→ Required work: Provide an exact copy of the data, excluding the images.

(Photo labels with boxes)

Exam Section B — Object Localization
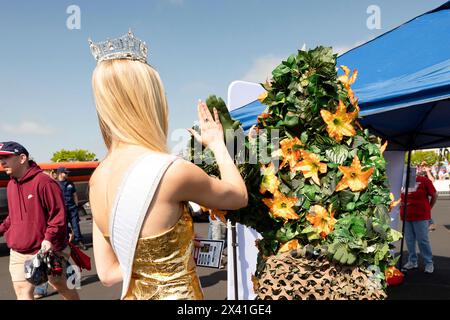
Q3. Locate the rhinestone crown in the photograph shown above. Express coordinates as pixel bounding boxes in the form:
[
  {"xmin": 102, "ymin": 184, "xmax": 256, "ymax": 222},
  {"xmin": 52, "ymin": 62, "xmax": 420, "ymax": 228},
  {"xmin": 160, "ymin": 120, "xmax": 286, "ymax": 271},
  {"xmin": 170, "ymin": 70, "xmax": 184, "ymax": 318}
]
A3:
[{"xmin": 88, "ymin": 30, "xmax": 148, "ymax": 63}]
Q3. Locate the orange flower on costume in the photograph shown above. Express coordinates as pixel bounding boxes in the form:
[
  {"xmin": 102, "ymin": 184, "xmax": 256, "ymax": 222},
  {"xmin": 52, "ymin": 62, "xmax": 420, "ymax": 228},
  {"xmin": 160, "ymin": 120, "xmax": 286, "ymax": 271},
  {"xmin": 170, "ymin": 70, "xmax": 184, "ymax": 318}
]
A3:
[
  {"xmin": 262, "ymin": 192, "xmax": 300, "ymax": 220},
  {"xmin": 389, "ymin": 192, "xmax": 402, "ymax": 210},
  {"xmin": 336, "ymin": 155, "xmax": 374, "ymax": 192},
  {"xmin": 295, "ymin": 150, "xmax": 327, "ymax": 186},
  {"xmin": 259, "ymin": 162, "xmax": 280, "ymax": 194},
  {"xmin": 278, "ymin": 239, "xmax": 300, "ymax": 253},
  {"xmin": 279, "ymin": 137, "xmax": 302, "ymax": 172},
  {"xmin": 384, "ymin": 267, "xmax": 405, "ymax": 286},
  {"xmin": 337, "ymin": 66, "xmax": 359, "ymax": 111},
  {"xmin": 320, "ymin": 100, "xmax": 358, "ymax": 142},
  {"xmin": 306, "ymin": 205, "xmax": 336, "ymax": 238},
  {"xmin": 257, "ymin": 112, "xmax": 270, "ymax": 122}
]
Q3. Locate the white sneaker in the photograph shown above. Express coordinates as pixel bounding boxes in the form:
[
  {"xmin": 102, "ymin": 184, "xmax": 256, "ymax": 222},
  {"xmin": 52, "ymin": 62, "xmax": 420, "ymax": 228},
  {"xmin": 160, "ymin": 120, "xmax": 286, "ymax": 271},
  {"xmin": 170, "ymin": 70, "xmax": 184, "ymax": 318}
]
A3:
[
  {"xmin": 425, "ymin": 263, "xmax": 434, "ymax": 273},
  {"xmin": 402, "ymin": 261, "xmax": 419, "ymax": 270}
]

→ Complete response:
Exam Section B — Object Localization
Q3. Locate the rhinestone crown in the photograph shown above. Express coordinates as pixel bounding boxes in the form:
[
  {"xmin": 102, "ymin": 184, "xmax": 256, "ymax": 222},
  {"xmin": 52, "ymin": 62, "xmax": 420, "ymax": 228},
  {"xmin": 160, "ymin": 120, "xmax": 286, "ymax": 271},
  {"xmin": 170, "ymin": 70, "xmax": 184, "ymax": 318}
]
A3:
[{"xmin": 88, "ymin": 30, "xmax": 148, "ymax": 63}]
Q3. Locate the orange flower on costume in the photograph shown above. Express coordinates as pixel bounding boxes in the form:
[
  {"xmin": 102, "ymin": 184, "xmax": 256, "ymax": 222},
  {"xmin": 52, "ymin": 62, "xmax": 420, "ymax": 228},
  {"xmin": 160, "ymin": 120, "xmax": 286, "ymax": 271},
  {"xmin": 170, "ymin": 70, "xmax": 184, "ymax": 318}
]
A3:
[
  {"xmin": 262, "ymin": 192, "xmax": 300, "ymax": 220},
  {"xmin": 389, "ymin": 192, "xmax": 402, "ymax": 210},
  {"xmin": 336, "ymin": 155, "xmax": 374, "ymax": 192},
  {"xmin": 295, "ymin": 150, "xmax": 327, "ymax": 186},
  {"xmin": 259, "ymin": 162, "xmax": 280, "ymax": 194},
  {"xmin": 278, "ymin": 239, "xmax": 300, "ymax": 253},
  {"xmin": 279, "ymin": 137, "xmax": 302, "ymax": 172},
  {"xmin": 384, "ymin": 267, "xmax": 405, "ymax": 286},
  {"xmin": 337, "ymin": 66, "xmax": 359, "ymax": 111},
  {"xmin": 320, "ymin": 100, "xmax": 358, "ymax": 142},
  {"xmin": 306, "ymin": 205, "xmax": 336, "ymax": 238},
  {"xmin": 257, "ymin": 112, "xmax": 270, "ymax": 122}
]
Q3. Locate the white sneaker in the photograph shown above. Express coordinates as pixel bounding boxes in the form:
[
  {"xmin": 102, "ymin": 184, "xmax": 256, "ymax": 222},
  {"xmin": 52, "ymin": 62, "xmax": 420, "ymax": 228},
  {"xmin": 160, "ymin": 120, "xmax": 286, "ymax": 271},
  {"xmin": 170, "ymin": 70, "xmax": 184, "ymax": 318}
]
A3:
[
  {"xmin": 425, "ymin": 263, "xmax": 434, "ymax": 273},
  {"xmin": 402, "ymin": 261, "xmax": 419, "ymax": 270}
]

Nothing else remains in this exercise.